* Provided data
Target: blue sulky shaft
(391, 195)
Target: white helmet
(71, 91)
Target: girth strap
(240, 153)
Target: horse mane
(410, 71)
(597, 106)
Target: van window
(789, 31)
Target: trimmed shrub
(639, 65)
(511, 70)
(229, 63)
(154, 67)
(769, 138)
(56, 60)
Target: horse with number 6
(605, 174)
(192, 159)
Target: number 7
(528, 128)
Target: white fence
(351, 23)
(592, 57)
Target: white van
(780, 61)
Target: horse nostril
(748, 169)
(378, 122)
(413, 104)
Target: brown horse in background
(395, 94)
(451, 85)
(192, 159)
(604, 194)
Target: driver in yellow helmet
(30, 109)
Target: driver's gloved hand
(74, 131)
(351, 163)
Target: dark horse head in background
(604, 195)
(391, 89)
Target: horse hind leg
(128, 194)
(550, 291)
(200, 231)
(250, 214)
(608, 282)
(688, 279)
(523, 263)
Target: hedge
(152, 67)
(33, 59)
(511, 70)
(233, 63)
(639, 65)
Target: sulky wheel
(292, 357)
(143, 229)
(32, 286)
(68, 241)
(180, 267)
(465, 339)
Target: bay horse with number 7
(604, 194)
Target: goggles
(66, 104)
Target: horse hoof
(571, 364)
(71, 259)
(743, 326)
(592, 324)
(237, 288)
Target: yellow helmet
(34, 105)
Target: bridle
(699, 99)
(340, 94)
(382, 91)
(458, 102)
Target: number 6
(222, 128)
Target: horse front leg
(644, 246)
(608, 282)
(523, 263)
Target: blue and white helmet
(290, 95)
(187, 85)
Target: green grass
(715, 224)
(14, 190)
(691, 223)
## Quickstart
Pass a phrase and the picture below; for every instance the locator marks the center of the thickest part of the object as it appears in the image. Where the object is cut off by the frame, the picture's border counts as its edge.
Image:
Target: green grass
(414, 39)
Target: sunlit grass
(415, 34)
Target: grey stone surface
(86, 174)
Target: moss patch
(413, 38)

* Aim of the exercise
Each line above is to be restated exactly.

* Output for this exercise
Target: blue sulky shaft
(391, 195)
Target: white helmet
(71, 91)
Target: girth strap
(240, 153)
Target: horse mane
(410, 71)
(597, 106)
Target: van window
(789, 31)
Target: trimmed shrub
(639, 65)
(511, 70)
(229, 63)
(154, 67)
(769, 138)
(56, 60)
Target: horse with number 6
(605, 174)
(192, 159)
Target: number 7
(528, 128)
Target: white fence
(351, 23)
(592, 57)
Target: white van
(780, 61)
Target: horse nostril
(748, 169)
(378, 122)
(413, 104)
Target: brown horse in background
(395, 94)
(451, 85)
(192, 159)
(604, 194)
Target: driver in yellow helmet
(30, 109)
Target: driver's gloved hand
(74, 131)
(351, 163)
Target: dark horse head in background
(604, 195)
(391, 89)
Target: horse hind leg
(128, 194)
(550, 291)
(200, 231)
(250, 214)
(608, 282)
(688, 279)
(523, 263)
Target: hedge
(152, 67)
(33, 59)
(511, 70)
(233, 63)
(639, 65)
Target: sulky wheel
(292, 357)
(143, 229)
(32, 286)
(68, 241)
(180, 267)
(465, 339)
Target: bay horse with number 7
(604, 194)
Target: goggles
(66, 104)
Target: horse hoof
(571, 364)
(71, 259)
(743, 326)
(592, 324)
(237, 288)
Target: yellow helmet
(34, 105)
Target: bridle
(699, 99)
(340, 94)
(382, 91)
(458, 102)
Target: number 6
(222, 128)
Target: horse front leg
(644, 246)
(608, 282)
(523, 263)
Target: blue and white helmet
(290, 95)
(187, 85)
Target: green grass
(715, 224)
(14, 190)
(691, 223)
## Quickstart
Pass a phrase and the picture below; for every instance the locator marks the center of the thickest part of the object as it appears in the image. Where the object is cut off by the frame, the picture's border counts as its edge.
Image:
Target: green grass
(414, 39)
Target: sunlit grass
(415, 34)
Target: grey stone surface
(86, 174)
Target: moss patch
(413, 38)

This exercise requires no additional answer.